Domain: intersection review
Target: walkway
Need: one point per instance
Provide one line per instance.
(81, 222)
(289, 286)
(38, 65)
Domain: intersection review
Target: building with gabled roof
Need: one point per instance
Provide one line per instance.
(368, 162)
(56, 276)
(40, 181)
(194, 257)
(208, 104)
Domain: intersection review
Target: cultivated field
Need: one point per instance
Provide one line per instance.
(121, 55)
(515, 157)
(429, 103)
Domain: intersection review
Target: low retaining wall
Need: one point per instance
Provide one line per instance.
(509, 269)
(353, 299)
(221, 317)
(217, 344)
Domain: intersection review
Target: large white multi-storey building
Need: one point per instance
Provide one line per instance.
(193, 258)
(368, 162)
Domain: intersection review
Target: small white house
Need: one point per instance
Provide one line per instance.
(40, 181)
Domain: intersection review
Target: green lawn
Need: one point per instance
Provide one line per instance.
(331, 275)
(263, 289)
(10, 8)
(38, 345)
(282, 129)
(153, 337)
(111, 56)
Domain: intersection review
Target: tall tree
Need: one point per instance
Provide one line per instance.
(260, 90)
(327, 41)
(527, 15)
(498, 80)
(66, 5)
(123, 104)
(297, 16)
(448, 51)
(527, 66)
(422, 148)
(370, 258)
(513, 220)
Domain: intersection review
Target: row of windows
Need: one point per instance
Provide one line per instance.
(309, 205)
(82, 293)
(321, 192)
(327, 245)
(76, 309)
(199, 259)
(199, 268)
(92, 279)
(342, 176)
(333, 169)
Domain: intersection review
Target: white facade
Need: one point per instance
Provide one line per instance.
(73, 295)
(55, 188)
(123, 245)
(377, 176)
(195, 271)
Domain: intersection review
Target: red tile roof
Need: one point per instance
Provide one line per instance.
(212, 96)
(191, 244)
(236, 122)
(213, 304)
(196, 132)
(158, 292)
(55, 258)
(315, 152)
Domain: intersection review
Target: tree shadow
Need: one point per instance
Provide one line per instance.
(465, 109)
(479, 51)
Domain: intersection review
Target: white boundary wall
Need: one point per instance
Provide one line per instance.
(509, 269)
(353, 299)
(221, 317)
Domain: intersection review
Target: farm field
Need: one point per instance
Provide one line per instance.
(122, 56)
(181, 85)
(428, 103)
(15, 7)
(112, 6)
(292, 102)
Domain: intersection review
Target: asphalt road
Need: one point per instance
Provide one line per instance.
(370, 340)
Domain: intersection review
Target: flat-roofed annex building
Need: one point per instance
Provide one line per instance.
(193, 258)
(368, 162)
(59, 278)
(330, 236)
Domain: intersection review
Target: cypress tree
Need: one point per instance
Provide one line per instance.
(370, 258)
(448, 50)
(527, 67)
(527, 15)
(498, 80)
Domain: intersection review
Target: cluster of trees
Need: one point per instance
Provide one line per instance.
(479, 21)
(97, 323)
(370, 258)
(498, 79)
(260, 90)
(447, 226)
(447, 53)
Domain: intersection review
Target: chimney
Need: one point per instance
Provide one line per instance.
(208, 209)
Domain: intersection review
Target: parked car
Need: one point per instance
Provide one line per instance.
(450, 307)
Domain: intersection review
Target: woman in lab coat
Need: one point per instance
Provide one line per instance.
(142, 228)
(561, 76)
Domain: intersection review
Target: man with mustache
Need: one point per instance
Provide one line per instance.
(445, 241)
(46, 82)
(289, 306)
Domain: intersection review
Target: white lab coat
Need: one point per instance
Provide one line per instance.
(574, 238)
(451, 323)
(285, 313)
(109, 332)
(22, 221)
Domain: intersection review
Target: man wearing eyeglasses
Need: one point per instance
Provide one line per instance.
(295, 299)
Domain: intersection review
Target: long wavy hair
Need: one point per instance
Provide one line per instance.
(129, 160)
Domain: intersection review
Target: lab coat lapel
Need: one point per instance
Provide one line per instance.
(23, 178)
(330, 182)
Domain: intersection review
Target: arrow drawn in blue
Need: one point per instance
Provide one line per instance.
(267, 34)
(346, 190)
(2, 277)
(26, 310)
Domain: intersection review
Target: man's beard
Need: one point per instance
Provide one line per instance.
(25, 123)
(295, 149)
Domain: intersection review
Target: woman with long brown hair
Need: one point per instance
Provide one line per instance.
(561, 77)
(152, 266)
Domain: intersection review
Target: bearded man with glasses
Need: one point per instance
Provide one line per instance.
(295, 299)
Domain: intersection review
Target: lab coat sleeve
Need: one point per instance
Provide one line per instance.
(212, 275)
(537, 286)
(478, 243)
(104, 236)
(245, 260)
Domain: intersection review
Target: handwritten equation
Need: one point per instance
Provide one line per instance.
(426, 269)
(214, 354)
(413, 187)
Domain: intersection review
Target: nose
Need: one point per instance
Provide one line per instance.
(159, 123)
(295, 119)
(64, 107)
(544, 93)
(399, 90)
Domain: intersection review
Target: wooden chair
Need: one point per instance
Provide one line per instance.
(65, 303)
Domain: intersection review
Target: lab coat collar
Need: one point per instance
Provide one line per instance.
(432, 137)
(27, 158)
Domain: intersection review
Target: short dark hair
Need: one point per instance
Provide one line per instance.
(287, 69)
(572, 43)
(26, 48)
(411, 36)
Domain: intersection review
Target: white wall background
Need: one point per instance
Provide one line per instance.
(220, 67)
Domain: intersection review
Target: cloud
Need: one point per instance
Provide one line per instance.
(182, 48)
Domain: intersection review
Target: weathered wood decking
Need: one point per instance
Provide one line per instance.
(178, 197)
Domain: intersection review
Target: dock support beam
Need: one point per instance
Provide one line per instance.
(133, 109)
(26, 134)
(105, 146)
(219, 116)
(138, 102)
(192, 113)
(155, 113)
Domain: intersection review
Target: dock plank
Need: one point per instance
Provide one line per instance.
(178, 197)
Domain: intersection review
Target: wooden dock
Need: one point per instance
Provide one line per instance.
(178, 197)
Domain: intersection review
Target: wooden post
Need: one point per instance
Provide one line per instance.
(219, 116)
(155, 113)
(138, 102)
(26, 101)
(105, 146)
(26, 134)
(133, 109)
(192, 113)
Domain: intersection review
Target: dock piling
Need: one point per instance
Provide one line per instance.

§ **EXERCISE GOAL**
Show every line in the data above that contains the word "woman".

§ **COMPLETE RESPONSE**
Target: woman in lab coat
Target: woman with long brown hair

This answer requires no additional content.